======== Extracted records ========
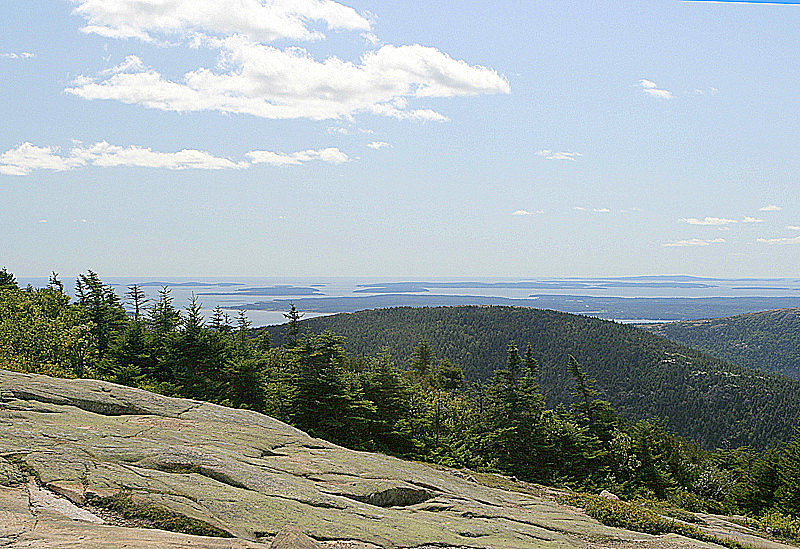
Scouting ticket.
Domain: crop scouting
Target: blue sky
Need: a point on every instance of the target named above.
(317, 138)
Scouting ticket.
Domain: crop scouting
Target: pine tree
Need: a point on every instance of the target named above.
(513, 419)
(322, 404)
(422, 361)
(138, 300)
(242, 329)
(788, 494)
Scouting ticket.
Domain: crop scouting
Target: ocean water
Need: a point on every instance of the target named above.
(266, 299)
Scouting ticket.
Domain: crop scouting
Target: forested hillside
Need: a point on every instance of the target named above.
(641, 374)
(426, 411)
(768, 341)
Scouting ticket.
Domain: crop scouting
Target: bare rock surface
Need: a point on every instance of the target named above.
(244, 475)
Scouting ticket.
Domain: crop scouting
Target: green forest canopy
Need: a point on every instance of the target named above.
(641, 374)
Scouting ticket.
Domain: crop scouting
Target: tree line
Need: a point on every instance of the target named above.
(424, 410)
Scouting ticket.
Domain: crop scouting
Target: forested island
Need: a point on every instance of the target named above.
(494, 412)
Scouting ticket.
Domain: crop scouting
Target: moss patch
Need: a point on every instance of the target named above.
(639, 519)
(156, 517)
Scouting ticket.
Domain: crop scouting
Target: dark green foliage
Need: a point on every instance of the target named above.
(322, 404)
(426, 410)
(768, 341)
(104, 308)
(137, 300)
(152, 516)
(513, 418)
(640, 374)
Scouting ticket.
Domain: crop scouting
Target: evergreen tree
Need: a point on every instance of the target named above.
(513, 420)
(788, 494)
(422, 360)
(104, 308)
(263, 342)
(322, 405)
(242, 329)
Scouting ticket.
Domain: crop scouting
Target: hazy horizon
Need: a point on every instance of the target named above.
(382, 138)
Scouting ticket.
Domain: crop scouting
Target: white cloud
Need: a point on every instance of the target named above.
(268, 82)
(787, 240)
(370, 38)
(553, 155)
(649, 87)
(694, 242)
(715, 221)
(28, 157)
(331, 155)
(258, 20)
(14, 55)
(106, 155)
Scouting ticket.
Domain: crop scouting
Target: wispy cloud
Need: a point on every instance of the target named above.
(27, 158)
(331, 155)
(650, 88)
(14, 55)
(268, 82)
(694, 242)
(714, 221)
(157, 20)
(556, 155)
(785, 240)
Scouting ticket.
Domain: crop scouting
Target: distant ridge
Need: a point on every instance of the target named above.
(767, 340)
(643, 375)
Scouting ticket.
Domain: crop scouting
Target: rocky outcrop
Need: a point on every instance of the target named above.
(85, 463)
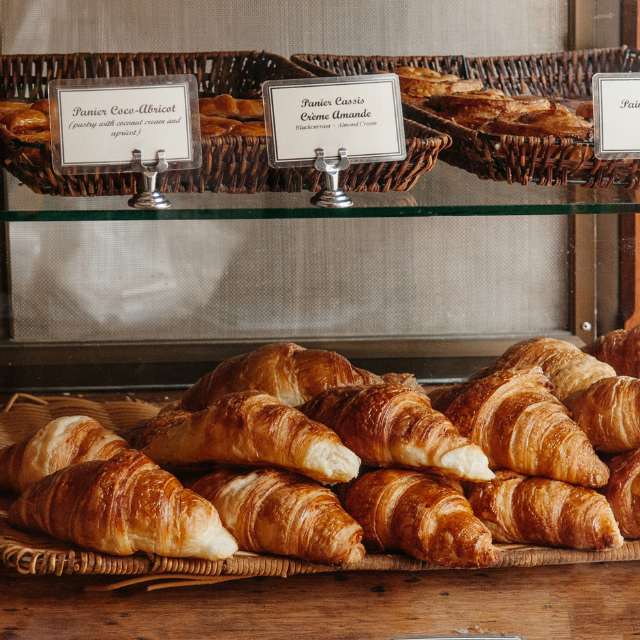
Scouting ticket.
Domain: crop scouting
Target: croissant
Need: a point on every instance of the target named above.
(609, 413)
(568, 368)
(225, 106)
(516, 421)
(280, 512)
(122, 505)
(65, 441)
(516, 508)
(620, 349)
(427, 517)
(255, 429)
(623, 492)
(391, 426)
(284, 370)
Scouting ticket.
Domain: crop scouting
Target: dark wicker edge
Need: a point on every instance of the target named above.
(514, 159)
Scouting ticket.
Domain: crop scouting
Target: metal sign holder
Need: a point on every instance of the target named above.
(332, 197)
(150, 198)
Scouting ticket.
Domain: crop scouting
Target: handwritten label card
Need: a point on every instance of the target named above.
(360, 113)
(616, 113)
(97, 123)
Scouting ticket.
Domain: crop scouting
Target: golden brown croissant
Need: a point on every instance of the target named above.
(284, 370)
(516, 508)
(65, 441)
(225, 106)
(623, 492)
(417, 81)
(427, 517)
(567, 368)
(393, 426)
(280, 512)
(122, 505)
(556, 121)
(255, 429)
(620, 349)
(609, 413)
(516, 421)
(484, 105)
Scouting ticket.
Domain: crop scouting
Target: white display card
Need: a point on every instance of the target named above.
(97, 123)
(362, 114)
(616, 115)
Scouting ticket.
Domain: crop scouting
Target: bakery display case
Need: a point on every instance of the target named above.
(473, 244)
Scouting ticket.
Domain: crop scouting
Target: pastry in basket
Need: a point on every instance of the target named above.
(516, 508)
(60, 443)
(426, 516)
(417, 81)
(557, 121)
(623, 492)
(608, 411)
(521, 426)
(226, 106)
(249, 129)
(123, 505)
(620, 349)
(567, 368)
(393, 426)
(584, 109)
(285, 370)
(484, 105)
(273, 511)
(216, 126)
(255, 429)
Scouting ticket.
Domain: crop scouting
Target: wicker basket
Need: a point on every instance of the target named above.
(230, 164)
(36, 554)
(514, 159)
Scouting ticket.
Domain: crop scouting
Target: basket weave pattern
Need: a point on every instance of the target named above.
(505, 158)
(231, 164)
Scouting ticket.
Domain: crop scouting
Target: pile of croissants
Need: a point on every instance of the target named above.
(296, 452)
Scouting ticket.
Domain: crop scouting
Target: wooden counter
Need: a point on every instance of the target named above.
(576, 601)
(586, 601)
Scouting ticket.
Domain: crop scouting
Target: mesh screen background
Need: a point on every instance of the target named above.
(289, 279)
(302, 278)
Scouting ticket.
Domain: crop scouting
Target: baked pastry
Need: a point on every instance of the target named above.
(249, 129)
(609, 413)
(417, 81)
(393, 426)
(556, 121)
(584, 109)
(427, 517)
(513, 417)
(273, 511)
(122, 505)
(216, 126)
(484, 105)
(62, 442)
(284, 370)
(623, 492)
(567, 368)
(516, 508)
(254, 429)
(225, 106)
(620, 349)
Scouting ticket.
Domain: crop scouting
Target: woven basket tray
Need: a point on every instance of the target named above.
(504, 158)
(39, 554)
(230, 164)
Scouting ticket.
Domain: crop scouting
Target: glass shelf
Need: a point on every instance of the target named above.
(445, 191)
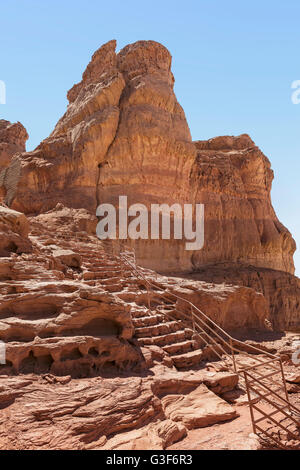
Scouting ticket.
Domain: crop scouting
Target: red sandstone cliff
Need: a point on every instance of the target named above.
(124, 111)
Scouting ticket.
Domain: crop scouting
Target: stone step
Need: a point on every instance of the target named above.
(157, 330)
(143, 321)
(179, 348)
(163, 340)
(188, 360)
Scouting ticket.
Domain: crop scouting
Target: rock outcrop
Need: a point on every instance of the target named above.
(13, 138)
(124, 132)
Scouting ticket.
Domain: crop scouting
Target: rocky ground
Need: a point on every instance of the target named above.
(103, 356)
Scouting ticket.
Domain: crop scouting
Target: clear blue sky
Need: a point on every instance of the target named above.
(233, 61)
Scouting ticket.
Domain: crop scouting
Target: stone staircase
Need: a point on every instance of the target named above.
(155, 324)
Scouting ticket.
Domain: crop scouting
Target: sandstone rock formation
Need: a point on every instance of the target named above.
(124, 133)
(12, 140)
(70, 309)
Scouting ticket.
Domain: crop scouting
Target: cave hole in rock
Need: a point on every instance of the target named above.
(44, 363)
(27, 365)
(93, 352)
(96, 327)
(72, 355)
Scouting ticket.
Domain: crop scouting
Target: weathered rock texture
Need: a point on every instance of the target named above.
(12, 140)
(124, 132)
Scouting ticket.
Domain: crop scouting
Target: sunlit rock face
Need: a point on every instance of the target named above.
(233, 179)
(124, 133)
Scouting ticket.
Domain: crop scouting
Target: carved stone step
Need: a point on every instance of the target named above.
(187, 360)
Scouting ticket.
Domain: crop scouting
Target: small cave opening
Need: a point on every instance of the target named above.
(44, 363)
(93, 352)
(97, 327)
(72, 355)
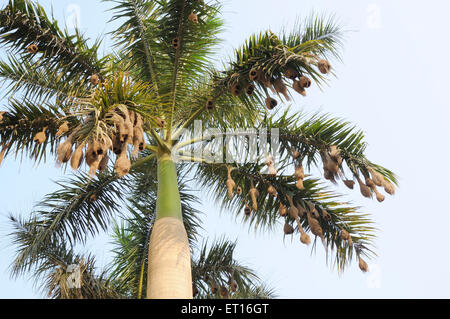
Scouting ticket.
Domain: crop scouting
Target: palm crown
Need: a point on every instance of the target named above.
(67, 101)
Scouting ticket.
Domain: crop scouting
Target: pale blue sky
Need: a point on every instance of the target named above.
(392, 83)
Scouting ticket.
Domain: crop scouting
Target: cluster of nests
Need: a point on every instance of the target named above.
(176, 41)
(215, 288)
(124, 127)
(277, 86)
(331, 161)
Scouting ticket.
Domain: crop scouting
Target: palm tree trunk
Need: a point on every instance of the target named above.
(169, 259)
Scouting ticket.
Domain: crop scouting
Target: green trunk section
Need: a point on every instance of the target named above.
(168, 202)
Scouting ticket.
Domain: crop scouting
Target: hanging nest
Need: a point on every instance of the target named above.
(194, 291)
(247, 210)
(94, 79)
(224, 292)
(272, 191)
(123, 164)
(64, 151)
(363, 265)
(293, 211)
(175, 43)
(236, 89)
(160, 122)
(299, 184)
(40, 137)
(104, 162)
(93, 198)
(117, 144)
(271, 168)
(213, 288)
(304, 82)
(298, 88)
(32, 48)
(299, 172)
(344, 234)
(265, 80)
(301, 210)
(349, 183)
(312, 209)
(282, 210)
(254, 193)
(249, 89)
(230, 184)
(210, 104)
(63, 128)
(370, 183)
(253, 75)
(304, 238)
(316, 229)
(291, 73)
(193, 17)
(281, 88)
(364, 189)
(324, 66)
(380, 197)
(288, 229)
(233, 285)
(335, 154)
(388, 187)
(325, 215)
(271, 103)
(377, 178)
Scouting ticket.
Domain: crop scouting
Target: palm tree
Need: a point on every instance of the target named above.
(149, 93)
(216, 274)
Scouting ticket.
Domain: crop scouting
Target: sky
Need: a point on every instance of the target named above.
(392, 83)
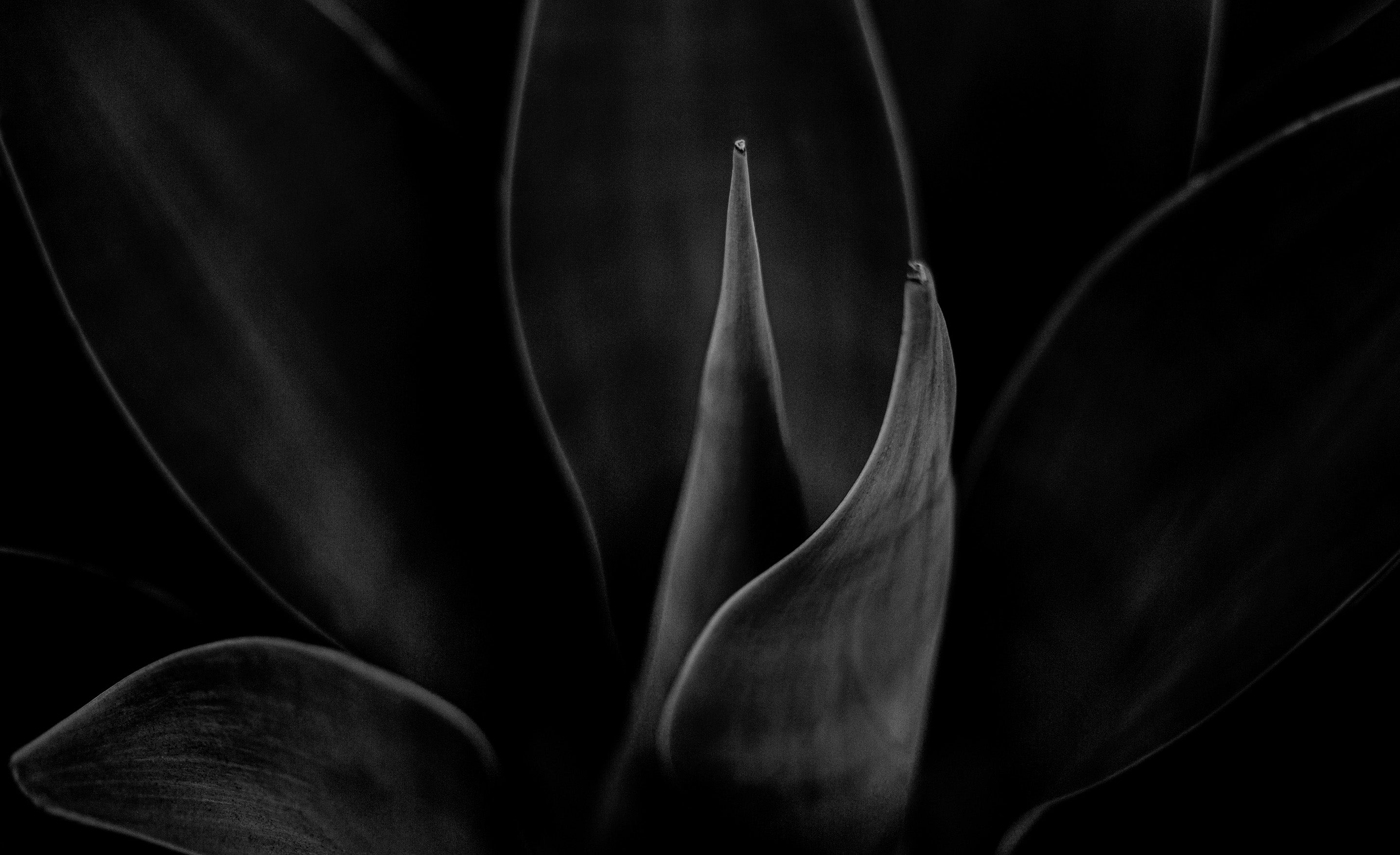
========
_The problem_
Find every line in the records that contains the word "outcrop" and copy each one.

_Task response_
Target: rocky outcrop
Target: rock outcrop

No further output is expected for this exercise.